_Description of the task_. Repeat the whole listing exactly, leaving nothing out.
======== Extracted data
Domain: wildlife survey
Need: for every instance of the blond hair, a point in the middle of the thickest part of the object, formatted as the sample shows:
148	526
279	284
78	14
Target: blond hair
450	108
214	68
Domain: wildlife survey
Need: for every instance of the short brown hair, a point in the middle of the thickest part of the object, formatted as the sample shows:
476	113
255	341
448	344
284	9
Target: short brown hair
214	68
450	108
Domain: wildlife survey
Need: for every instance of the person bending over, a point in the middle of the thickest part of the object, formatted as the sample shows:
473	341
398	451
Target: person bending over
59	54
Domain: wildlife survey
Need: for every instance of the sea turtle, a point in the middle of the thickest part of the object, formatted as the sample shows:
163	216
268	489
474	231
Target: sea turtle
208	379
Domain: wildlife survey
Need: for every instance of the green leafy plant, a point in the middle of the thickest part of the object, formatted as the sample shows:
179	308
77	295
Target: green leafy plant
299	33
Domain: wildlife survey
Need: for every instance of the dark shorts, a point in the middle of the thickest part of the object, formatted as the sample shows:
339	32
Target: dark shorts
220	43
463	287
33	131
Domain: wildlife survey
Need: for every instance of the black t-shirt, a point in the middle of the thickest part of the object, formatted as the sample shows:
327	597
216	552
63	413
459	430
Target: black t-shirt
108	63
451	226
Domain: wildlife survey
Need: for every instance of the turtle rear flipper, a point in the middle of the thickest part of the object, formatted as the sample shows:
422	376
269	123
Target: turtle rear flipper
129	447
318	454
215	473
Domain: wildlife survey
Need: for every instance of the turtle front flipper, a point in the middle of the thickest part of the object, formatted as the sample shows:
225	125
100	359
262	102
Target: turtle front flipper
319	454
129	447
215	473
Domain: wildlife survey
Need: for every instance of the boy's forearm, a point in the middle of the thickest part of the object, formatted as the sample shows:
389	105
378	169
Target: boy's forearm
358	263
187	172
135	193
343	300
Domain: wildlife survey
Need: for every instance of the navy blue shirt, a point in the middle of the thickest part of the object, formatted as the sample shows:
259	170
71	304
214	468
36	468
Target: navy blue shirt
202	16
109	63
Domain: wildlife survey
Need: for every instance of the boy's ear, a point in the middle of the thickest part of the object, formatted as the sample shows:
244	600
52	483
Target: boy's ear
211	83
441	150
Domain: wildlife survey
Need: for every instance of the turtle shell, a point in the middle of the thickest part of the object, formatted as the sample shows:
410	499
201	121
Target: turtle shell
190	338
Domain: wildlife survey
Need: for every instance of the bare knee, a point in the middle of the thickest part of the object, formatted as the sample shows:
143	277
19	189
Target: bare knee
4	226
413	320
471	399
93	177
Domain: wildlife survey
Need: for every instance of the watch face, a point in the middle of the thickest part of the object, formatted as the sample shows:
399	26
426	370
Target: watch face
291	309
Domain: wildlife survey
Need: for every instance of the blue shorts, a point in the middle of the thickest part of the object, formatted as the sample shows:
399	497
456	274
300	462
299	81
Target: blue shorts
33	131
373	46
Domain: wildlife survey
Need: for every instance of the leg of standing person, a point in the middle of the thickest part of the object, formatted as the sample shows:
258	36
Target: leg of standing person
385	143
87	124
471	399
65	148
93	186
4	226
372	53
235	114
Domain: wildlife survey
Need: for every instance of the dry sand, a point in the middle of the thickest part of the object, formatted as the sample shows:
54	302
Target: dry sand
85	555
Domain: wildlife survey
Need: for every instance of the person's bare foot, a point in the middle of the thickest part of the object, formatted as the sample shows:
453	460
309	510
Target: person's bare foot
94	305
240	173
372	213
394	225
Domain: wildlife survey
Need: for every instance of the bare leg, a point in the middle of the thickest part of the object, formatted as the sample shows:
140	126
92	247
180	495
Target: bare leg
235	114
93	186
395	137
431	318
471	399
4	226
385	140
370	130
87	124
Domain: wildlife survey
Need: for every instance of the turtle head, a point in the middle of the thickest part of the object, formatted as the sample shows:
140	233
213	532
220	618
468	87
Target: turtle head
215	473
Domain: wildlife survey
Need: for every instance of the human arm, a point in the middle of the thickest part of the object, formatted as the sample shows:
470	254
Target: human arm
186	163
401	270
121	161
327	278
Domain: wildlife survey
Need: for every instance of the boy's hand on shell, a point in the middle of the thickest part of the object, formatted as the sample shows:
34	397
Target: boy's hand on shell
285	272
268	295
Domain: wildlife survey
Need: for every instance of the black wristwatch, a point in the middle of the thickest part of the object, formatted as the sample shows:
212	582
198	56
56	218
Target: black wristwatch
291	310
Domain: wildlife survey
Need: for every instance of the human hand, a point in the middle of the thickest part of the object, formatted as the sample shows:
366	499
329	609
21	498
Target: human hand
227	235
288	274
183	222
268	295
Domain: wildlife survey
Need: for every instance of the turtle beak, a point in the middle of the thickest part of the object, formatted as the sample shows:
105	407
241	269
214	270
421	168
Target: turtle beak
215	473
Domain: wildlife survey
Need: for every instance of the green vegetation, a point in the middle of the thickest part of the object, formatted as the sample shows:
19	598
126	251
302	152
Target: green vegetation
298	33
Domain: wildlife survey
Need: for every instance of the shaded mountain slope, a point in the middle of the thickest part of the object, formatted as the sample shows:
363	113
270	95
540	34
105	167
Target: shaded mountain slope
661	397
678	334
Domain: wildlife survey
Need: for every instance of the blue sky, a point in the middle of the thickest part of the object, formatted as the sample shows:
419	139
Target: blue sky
================
_Response area_.
Domain: wildlife survey
Need: for every instance of the blond hair, a point in the middle of the thickest part of the object, formatted as the sample shows:
148	526
279	284
78	14
Target: blond hair
450	108
214	68
Domain: wildlife survey
Need: for every instance of the short brown hair, a point in the middle of the thickest part of the object, formatted as the sample shows:
476	113
255	341
448	344
284	9
Target: short brown hair
214	68
450	108
Domain: wildlife survey
Need: for every instance of the person bending over, a point in the middle of the thickest part of the object, formatted as the sample shows:
473	341
398	451
Target: person bending over
59	54
Domain: wildlife survey
Need: for every instance of the sea turtle, a point in the middle of the thickest part of the object, formatted as the sample shows:
163	216
268	489
474	231
Target: sea turtle
208	379
Domain: wildlife survey
Need: for every instance of the green leafy plant, a point in the middle of the thickest part of the object, formatted as the sample shows:
179	308
77	295
Target: green leafy plant
299	33
Domain: wildlife survey
Need: for every instance of the dark shorts, a point in the middle of the thickest part of the object, formatted as the sample shows:
339	32
Target: dark shorts
220	43
463	287
33	131
Domain: wildlife survey
Need: for every instance of the black t-shirt, a point in the middle of the thickest part of the object, formatted as the sample shows:
327	597
216	552
63	413
459	430
Target: black t-shirt
108	63
451	226
Domain: wildlife survey
Need: for every instance of the turtle rear flipper, a point in the middle of the thickest part of the object, formatted as the sample shows:
422	376
269	123
Target: turtle rear flipper
129	447
318	454
215	473
Domain: wildlife survey
Need: for every instance of the turtle front flipper, a point in the middle of the thickest part of the object, formatted as the sample shows:
225	125
100	359
262	102
Target: turtle front flipper
319	454
129	447
215	473
Domain: wildlife survey
Need: for every instance of the boy's forearm, a point in the middle of the thickest part of the object, formatted as the sample shows:
389	105
378	169
Target: boy's forearm
358	263
187	172
135	193
343	300
Domain: wildlife survey
Need: for every instance of the navy blue shirt, a point in the middle of the thickest part of the object, formatted as the sample shows:
259	170
71	304
214	468
36	468
Target: navy blue shirt
202	16
109	63
Domain: wildlife survey
Need: for every instance of the boy's ear, a point in the middle of the thickest part of the object, formatted as the sample shows:
244	600
52	483
Target: boy's ear
211	83
441	150
Domain: wildlife survey
Need: for every instance of the turtle shell, a point in the middle of the thickest part of the object, formatted as the sample shows:
410	499
201	121
Target: turtle shell
190	338
Domain: wildlife survey
Need: for every instance of the bare knee, a point in the middle of the thickest part of the object, formatted as the sample shows:
143	277
19	189
Target: bare knee
4	226
413	320
471	399
93	177
Domain: wildlife survey
Need: for every instance of the watch face, a point in the middle of the thickest part of the object, formatted as the sample shows:
399	26
426	370
Target: watch face
291	309
Domain: wildlife survey
Need: for every instance of the blue shorts, a point in the middle of the thickest part of the object, formatted as the sample shows:
399	497
456	274
300	462
299	81
Target: blue shorts
33	131
373	46
Domain: wildlife survey
Need: for every instance of the leg of standing person, a point in the middle of the thickest part of the object, formatted as the sample shows:
258	36
Target: leg of standing person
385	143
87	124
471	399
65	148
93	186
4	226
372	53
235	114
Domain: wildlife survey
Need: for every instance of the dry sand, a point in the middle of the thickest part of the object, formatted as the sample shows:
54	302
Target: dry sand
85	555
Domain: wildlife survey
Need: for every instance of the person's bare foot, a point in the middle of the thickest part of the object, formatted as the sample shows:
453	460
309	510
Target: person's bare foot
94	305
240	173
372	213
394	225
Domain: wildlife survey
Need: for every instance of the bare leg, a point in the middle of the thickest part of the object, formatted as the sample shows:
140	126
92	247
180	495
Target: bare leg
235	114
93	186
395	137
431	318
471	399
4	226
385	140
370	130
87	124
Domain: wildlife survey
Need: for every instance of the turtle head, a point in the middle of the thickest part of the object, formatted as the sample shows:
140	233
213	532
220	618
468	87
Target: turtle head
215	473
Domain: wildlife survey
Need: for every instance of the human arm, a point in the middle of the thickest part of the object, formatted as the sample shows:
470	254
Target: human arm
186	163
401	270
121	161
327	278
Domain: wildlife survey
Need: for every instance of the boy's hand on shell, a point in the middle of the thickest part of the object, formatted as the sample shows:
34	397
Target: boy's hand on shell
285	272
268	295
Domain: wildlife survey
Need: for every instance of the black wristwatch, a point in the middle of the thickest part of the object, formatted as the sample shows:
212	582
198	56
56	218
Target: black wristwatch
291	310
Domain: wildlife survey
Need: for every instance of the human hand, a point in the middle of the thickest part of the object, formatted as the sample shows:
366	499
329	609
21	498
Target: human hand
227	235
288	274
183	222
268	295
Domain: wildlife survey
Need: for every instance of the turtle beak, a point in the middle of the thickest part of the object, formatted as the sample shows:
105	407
241	269
214	270
421	168
Target: turtle beak
215	473
Domain: wildlife survey
Need: for every instance of the green vegetation, a point in the middle of the thickest part of the object, formatted as the sample shows:
19	598
126	251
302	152
Target: green vegetation
298	33
Domain: wildlife survey
Need: for every instance of the shaded mountain slope, a point in the middle of the thickest part of the object, formatted as the sample shows:
363	113
270	95
540	34
105	167
Target: shaded mountain slope
661	397
678	334
Domain: wildlife survey
Need: for every instance of the blue sky, a point in the middle of the thickest part of the object, formatted as the sample shows:
419	139
Target: blue sky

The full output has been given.